Start Task input

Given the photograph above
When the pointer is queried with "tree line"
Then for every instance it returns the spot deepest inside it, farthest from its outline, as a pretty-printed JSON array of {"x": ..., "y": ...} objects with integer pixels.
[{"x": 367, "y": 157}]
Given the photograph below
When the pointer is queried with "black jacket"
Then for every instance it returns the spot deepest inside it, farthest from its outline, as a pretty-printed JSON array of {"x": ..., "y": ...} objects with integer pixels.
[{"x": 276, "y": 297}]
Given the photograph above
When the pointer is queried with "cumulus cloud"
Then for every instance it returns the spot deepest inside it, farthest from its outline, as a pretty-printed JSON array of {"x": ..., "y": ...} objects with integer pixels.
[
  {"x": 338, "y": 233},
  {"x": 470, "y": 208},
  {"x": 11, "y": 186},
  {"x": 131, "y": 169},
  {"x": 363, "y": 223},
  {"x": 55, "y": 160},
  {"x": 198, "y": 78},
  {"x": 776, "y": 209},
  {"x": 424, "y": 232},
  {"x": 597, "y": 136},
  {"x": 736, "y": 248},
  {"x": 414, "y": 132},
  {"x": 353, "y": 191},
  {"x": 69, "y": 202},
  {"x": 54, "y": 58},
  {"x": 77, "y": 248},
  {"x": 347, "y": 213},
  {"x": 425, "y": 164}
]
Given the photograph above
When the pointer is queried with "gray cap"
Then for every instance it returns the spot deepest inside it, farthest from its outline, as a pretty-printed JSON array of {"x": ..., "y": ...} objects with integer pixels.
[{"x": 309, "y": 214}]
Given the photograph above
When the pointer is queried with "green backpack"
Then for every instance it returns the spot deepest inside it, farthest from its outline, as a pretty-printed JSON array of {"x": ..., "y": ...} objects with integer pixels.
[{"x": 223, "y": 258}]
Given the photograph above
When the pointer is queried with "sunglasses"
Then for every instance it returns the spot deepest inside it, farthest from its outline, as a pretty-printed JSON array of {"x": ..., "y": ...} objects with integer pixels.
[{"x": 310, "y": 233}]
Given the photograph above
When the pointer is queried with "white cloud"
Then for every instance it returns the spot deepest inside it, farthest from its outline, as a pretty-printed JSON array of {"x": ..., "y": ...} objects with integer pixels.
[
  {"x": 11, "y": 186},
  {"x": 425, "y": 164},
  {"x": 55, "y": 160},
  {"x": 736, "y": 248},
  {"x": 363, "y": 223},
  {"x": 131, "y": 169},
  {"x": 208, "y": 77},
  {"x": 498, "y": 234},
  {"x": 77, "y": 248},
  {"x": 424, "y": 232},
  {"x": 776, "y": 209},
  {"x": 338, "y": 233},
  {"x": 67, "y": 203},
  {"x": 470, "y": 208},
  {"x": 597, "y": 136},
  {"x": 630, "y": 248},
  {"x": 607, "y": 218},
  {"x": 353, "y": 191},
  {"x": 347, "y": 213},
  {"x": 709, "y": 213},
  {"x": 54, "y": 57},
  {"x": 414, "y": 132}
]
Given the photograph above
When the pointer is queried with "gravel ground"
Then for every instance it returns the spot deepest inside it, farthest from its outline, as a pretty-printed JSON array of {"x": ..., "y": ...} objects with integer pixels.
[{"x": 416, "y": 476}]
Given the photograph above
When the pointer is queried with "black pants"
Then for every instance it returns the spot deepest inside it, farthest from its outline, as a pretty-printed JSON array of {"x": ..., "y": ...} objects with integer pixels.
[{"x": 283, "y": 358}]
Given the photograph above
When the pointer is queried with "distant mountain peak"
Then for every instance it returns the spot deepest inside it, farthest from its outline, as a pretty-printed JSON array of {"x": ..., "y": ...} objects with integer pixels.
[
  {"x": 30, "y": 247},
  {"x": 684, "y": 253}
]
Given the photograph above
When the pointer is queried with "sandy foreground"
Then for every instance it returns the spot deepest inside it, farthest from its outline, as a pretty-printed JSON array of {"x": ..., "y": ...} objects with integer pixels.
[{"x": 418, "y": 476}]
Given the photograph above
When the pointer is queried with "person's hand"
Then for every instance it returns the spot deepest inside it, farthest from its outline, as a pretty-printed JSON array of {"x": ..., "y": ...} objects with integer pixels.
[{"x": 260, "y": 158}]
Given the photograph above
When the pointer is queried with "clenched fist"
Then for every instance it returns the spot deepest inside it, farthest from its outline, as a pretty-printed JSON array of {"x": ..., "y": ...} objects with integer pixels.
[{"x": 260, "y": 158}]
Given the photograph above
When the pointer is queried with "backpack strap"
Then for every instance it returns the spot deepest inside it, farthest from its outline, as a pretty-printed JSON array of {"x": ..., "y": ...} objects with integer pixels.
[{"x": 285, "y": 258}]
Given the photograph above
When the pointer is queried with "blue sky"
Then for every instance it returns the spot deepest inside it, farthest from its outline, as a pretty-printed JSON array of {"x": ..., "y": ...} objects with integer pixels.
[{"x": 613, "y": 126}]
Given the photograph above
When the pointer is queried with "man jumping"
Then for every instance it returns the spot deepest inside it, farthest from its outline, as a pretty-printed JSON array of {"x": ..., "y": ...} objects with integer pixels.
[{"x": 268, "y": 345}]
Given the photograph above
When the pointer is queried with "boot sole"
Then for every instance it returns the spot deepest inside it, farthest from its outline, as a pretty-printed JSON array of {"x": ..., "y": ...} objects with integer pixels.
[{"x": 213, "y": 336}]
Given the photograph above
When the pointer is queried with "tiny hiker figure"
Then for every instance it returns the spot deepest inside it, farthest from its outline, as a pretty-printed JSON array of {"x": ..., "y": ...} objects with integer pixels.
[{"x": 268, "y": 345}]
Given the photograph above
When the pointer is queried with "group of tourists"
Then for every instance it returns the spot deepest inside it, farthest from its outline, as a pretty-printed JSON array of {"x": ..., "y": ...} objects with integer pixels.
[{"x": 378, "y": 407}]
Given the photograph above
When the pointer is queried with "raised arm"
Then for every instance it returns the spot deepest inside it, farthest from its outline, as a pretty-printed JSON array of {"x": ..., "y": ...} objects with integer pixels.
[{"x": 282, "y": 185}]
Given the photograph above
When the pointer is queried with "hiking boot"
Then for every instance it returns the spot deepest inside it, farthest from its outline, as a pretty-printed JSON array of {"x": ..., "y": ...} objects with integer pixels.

End Task input

→ Work to complete
Pick out each line above that contains the word "backpack" and copy it.

→ Answer to the task
When the pointer is queried with "green backpack"
When the pointer is queried with "backpack strap"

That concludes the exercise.